EXERCISE MATERIALS below:

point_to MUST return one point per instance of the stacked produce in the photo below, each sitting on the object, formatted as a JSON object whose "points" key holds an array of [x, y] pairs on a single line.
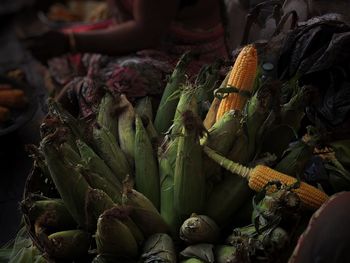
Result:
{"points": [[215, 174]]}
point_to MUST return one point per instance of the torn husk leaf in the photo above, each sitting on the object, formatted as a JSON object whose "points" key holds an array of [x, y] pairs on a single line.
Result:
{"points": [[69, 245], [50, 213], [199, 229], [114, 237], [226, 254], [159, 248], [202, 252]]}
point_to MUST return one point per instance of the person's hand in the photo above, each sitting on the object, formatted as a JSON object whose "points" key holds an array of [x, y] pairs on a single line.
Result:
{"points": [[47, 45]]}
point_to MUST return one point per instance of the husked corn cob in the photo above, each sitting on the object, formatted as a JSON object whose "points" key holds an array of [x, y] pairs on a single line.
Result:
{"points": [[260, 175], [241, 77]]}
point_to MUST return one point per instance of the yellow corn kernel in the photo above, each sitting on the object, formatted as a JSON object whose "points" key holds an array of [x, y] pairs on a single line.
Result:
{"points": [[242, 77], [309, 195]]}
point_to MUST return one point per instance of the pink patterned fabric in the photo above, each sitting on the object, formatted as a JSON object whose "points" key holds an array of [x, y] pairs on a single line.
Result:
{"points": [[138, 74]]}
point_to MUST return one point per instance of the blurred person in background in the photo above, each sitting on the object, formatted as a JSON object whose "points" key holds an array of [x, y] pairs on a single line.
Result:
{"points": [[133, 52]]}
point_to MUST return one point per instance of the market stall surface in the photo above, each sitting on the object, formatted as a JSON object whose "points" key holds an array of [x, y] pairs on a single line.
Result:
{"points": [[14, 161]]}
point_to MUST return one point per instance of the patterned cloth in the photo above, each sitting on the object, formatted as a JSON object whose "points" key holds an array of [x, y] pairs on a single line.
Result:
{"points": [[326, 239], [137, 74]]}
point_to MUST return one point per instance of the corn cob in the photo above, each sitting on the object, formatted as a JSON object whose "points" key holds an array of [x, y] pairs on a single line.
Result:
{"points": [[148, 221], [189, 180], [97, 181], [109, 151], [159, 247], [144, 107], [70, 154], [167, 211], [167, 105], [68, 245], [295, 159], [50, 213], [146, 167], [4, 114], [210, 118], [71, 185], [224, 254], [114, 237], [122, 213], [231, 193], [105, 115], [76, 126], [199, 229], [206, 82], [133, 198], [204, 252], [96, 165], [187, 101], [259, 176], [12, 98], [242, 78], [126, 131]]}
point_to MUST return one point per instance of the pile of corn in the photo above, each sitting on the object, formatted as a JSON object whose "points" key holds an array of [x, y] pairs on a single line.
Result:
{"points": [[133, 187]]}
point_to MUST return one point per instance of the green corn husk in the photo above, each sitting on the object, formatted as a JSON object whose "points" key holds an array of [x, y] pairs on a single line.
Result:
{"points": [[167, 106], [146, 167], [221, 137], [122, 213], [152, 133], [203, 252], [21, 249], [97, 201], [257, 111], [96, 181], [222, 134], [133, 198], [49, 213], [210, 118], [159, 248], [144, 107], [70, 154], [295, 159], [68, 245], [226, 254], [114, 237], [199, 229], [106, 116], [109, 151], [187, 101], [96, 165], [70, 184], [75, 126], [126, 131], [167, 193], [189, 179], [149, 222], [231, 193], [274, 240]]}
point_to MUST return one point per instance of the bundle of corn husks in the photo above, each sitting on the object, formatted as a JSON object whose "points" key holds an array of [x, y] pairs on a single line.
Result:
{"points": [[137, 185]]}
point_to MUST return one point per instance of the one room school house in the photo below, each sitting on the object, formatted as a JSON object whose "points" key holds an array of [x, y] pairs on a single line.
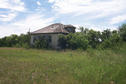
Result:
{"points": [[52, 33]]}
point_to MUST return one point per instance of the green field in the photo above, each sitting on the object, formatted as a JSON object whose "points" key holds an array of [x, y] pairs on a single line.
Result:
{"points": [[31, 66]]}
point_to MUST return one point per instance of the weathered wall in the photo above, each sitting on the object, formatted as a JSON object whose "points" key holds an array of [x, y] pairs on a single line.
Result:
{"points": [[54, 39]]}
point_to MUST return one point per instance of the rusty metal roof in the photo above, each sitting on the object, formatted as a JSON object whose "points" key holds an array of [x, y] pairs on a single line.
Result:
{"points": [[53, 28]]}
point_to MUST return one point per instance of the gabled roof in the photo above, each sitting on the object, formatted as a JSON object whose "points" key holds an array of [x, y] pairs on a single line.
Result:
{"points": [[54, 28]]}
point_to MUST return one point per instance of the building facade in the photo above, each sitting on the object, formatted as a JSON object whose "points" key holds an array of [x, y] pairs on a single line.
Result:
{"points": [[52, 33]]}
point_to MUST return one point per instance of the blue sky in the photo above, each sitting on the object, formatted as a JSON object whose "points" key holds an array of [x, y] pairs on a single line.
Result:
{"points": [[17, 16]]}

End of EXERCISE MATERIALS.

DIRECTIONS – Nothing but a number is expected: the count of lines in the data that include the word "green".

SOLVED PROBLEM – 2